Diga quantas linhas do material abaixo contêm a sequência "coordinates". Responda apenas com o número.

====================

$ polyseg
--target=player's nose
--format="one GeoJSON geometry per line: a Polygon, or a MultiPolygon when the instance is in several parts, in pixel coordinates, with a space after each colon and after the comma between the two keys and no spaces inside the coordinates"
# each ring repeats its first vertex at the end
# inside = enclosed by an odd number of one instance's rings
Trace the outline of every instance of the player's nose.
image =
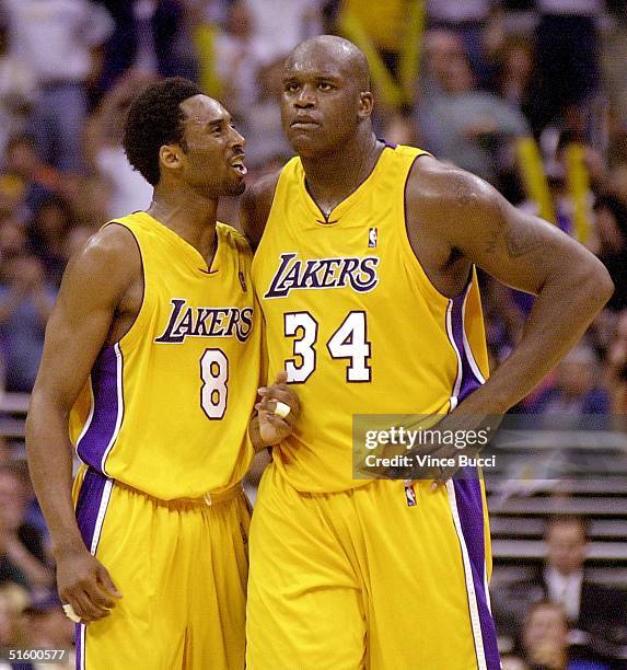
{"type": "Polygon", "coordinates": [[[304,85],[294,99],[294,106],[299,109],[307,109],[315,105],[315,93],[312,86],[304,85]]]}
{"type": "Polygon", "coordinates": [[[231,127],[231,146],[243,147],[246,143],[246,138],[236,129],[231,127]]]}

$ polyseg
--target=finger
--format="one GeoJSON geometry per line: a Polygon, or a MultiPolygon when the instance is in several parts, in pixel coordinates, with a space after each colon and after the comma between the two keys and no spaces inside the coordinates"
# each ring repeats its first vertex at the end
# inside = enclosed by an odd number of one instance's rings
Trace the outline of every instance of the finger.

====================

§ Resposta completa
4